__BRIEF__
Each line from the beginning of the data below through the line containing "Target: stylized h logo" should be repeated exactly, please.

__EXERCISE DATA__
:::::

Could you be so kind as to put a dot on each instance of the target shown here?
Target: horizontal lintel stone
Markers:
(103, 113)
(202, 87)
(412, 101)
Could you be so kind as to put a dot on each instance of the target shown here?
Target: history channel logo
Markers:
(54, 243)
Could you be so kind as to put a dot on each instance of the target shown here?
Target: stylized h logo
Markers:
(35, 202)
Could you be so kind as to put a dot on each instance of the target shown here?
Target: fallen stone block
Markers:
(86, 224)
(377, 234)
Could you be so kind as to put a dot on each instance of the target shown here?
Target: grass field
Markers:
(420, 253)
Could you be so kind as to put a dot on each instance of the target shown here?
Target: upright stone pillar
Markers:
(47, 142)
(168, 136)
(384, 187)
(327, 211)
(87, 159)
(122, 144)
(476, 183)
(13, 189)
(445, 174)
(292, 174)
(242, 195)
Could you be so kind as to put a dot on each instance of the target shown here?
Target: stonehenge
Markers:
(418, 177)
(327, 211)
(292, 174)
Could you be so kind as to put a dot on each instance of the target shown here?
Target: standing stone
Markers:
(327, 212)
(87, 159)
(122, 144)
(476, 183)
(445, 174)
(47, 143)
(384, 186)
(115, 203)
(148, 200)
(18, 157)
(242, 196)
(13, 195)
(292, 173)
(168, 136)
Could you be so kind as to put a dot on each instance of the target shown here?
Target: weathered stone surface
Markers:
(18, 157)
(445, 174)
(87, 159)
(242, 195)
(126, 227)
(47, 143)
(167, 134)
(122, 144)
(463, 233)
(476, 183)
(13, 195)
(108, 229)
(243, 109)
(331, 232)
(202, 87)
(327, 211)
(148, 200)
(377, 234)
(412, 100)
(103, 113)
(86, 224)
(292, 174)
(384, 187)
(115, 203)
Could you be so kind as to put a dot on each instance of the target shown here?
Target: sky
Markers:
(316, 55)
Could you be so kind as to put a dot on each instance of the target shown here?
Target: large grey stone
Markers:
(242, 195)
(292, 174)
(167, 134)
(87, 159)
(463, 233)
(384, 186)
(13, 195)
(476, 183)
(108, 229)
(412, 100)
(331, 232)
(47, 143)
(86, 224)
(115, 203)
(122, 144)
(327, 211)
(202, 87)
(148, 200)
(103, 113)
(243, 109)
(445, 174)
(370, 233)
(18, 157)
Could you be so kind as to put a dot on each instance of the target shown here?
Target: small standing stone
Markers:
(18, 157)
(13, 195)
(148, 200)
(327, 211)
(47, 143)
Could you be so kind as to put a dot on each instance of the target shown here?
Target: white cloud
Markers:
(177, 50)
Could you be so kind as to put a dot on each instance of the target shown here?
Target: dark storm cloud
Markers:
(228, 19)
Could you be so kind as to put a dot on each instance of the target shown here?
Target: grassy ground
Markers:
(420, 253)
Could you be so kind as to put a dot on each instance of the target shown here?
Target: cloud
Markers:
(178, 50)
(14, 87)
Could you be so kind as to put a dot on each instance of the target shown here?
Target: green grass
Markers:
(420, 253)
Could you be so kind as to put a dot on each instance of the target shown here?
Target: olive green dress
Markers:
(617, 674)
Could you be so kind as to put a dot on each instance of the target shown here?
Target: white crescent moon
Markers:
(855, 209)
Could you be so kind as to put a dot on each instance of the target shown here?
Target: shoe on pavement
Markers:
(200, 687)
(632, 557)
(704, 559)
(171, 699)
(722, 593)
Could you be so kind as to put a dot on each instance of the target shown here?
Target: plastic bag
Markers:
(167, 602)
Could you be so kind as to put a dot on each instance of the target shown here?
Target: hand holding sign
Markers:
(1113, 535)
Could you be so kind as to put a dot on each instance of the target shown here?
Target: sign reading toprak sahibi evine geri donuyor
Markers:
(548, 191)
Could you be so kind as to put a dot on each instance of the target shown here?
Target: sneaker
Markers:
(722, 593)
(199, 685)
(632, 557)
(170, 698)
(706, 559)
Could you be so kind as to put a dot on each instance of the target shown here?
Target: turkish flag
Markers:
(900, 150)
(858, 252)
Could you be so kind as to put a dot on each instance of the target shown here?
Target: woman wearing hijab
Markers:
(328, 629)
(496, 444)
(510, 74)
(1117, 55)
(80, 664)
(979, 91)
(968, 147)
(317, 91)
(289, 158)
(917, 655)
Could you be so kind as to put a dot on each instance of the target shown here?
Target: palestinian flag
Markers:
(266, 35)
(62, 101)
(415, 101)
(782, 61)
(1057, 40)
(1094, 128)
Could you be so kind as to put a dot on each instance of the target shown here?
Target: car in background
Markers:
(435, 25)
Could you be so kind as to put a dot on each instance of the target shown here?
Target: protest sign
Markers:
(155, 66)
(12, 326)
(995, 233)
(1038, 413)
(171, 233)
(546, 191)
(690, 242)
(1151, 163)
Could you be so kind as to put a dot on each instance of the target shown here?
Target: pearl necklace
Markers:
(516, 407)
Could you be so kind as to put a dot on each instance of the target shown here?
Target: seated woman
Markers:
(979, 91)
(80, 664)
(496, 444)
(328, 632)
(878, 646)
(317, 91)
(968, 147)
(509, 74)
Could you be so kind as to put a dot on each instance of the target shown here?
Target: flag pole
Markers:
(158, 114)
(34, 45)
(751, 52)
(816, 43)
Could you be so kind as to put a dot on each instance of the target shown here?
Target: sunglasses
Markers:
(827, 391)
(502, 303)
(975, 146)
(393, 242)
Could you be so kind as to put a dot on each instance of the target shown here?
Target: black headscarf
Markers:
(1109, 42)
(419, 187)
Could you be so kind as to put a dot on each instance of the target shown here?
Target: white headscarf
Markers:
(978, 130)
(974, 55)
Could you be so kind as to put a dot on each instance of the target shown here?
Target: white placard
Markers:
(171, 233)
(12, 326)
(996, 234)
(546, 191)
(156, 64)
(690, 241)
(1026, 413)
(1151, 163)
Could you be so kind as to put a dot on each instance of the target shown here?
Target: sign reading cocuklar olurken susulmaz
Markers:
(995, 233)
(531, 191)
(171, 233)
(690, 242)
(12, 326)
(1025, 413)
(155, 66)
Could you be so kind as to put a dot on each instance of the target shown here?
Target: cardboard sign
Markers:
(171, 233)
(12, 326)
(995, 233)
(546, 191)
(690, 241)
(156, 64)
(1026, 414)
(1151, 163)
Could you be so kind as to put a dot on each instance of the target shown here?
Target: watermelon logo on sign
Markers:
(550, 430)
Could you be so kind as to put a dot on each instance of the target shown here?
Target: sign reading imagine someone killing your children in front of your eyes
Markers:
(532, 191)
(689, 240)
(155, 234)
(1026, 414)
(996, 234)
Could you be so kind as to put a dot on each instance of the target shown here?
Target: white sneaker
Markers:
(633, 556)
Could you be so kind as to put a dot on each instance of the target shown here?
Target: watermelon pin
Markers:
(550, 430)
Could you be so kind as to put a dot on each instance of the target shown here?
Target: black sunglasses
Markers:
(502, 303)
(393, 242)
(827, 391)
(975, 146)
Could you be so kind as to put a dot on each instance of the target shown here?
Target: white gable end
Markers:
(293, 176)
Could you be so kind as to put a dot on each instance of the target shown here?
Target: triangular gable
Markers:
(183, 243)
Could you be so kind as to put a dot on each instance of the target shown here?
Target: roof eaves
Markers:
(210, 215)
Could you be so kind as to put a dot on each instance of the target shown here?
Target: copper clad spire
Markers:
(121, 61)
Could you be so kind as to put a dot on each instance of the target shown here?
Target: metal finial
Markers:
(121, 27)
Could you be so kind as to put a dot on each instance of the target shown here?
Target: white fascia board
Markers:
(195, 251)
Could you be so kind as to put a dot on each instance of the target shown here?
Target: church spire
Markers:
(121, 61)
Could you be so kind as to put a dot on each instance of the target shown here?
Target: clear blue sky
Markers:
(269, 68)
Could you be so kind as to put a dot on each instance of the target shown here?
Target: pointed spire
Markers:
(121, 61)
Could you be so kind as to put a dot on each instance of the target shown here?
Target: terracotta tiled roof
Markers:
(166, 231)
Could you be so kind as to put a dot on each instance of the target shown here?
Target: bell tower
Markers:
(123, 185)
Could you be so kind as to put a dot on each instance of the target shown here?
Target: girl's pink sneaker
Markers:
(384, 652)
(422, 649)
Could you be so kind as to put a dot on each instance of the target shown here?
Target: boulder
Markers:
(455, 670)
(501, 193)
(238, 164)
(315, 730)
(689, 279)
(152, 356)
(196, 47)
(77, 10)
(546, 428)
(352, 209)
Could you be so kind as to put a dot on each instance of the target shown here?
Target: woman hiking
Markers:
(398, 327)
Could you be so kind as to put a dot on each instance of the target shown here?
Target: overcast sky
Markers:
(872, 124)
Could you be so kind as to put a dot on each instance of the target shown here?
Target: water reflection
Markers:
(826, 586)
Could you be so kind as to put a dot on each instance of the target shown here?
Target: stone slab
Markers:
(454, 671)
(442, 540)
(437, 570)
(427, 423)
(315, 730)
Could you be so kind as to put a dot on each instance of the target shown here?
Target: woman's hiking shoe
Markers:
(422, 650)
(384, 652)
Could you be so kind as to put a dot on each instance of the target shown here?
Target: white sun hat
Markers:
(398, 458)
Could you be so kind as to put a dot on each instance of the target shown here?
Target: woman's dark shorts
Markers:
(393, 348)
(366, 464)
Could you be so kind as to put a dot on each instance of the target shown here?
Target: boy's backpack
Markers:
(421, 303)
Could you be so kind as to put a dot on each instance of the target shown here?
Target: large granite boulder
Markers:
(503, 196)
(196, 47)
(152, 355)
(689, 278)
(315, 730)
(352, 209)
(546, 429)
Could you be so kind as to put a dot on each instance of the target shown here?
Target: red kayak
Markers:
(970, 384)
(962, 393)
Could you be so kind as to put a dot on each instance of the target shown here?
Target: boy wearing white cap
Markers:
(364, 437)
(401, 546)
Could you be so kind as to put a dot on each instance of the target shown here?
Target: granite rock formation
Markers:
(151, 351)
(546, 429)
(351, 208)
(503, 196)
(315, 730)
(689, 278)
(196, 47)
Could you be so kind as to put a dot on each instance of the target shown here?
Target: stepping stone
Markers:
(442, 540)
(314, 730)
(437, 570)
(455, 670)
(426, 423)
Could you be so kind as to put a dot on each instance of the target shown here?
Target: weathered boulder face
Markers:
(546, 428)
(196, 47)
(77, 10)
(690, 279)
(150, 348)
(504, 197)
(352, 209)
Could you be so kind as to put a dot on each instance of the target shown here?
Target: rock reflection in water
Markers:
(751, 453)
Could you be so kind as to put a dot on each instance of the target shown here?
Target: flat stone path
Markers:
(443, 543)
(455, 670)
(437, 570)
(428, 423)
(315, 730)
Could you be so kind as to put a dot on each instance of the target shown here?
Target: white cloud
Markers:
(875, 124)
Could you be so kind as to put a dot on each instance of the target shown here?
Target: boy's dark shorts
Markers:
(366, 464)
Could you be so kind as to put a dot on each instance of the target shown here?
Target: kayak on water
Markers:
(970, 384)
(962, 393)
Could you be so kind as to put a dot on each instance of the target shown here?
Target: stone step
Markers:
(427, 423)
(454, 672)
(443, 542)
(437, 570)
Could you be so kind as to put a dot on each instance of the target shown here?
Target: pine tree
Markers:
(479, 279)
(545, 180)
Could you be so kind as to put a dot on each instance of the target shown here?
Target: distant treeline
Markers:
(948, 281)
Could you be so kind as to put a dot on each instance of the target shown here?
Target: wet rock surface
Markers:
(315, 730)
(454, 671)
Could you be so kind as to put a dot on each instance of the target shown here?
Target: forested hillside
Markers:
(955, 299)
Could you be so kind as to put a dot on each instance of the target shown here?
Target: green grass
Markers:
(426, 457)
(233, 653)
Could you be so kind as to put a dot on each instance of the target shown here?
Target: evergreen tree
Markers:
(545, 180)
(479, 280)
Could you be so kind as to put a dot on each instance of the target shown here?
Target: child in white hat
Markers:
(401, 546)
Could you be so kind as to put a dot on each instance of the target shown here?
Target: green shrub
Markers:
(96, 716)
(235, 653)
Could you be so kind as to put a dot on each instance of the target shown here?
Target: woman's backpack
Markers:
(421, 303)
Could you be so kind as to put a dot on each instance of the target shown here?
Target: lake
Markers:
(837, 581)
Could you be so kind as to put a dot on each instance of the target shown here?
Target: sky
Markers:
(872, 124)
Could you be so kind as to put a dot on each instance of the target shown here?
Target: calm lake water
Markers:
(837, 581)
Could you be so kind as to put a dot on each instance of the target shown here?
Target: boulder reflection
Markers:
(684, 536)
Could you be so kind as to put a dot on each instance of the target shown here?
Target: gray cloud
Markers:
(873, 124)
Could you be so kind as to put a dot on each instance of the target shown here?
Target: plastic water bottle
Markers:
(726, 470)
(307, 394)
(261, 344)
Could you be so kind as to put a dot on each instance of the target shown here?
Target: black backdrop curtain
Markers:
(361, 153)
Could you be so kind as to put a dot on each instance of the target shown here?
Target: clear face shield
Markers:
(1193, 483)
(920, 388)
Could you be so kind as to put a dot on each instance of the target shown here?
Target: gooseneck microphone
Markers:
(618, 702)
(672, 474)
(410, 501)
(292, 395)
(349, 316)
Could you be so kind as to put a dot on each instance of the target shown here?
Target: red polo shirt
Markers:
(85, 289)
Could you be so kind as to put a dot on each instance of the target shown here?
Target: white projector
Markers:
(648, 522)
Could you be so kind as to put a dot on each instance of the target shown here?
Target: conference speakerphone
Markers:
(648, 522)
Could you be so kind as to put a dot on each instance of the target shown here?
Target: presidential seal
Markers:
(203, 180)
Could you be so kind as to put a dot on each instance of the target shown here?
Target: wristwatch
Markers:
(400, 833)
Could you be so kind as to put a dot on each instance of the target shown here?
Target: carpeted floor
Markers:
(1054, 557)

:::::

__PROBLEM SOLUTION__
Could you be so kind as to put a dot on each instance of the target shown here?
Target: horizontal lintel stone
Markers:
(103, 113)
(202, 87)
(412, 101)
Could you be so kind as to put a dot on each instance of the target shown here?
Target: history channel logo
Markers:
(54, 243)
Could you be so kind as to put a dot on each instance of the target shown here?
Target: stylized h logo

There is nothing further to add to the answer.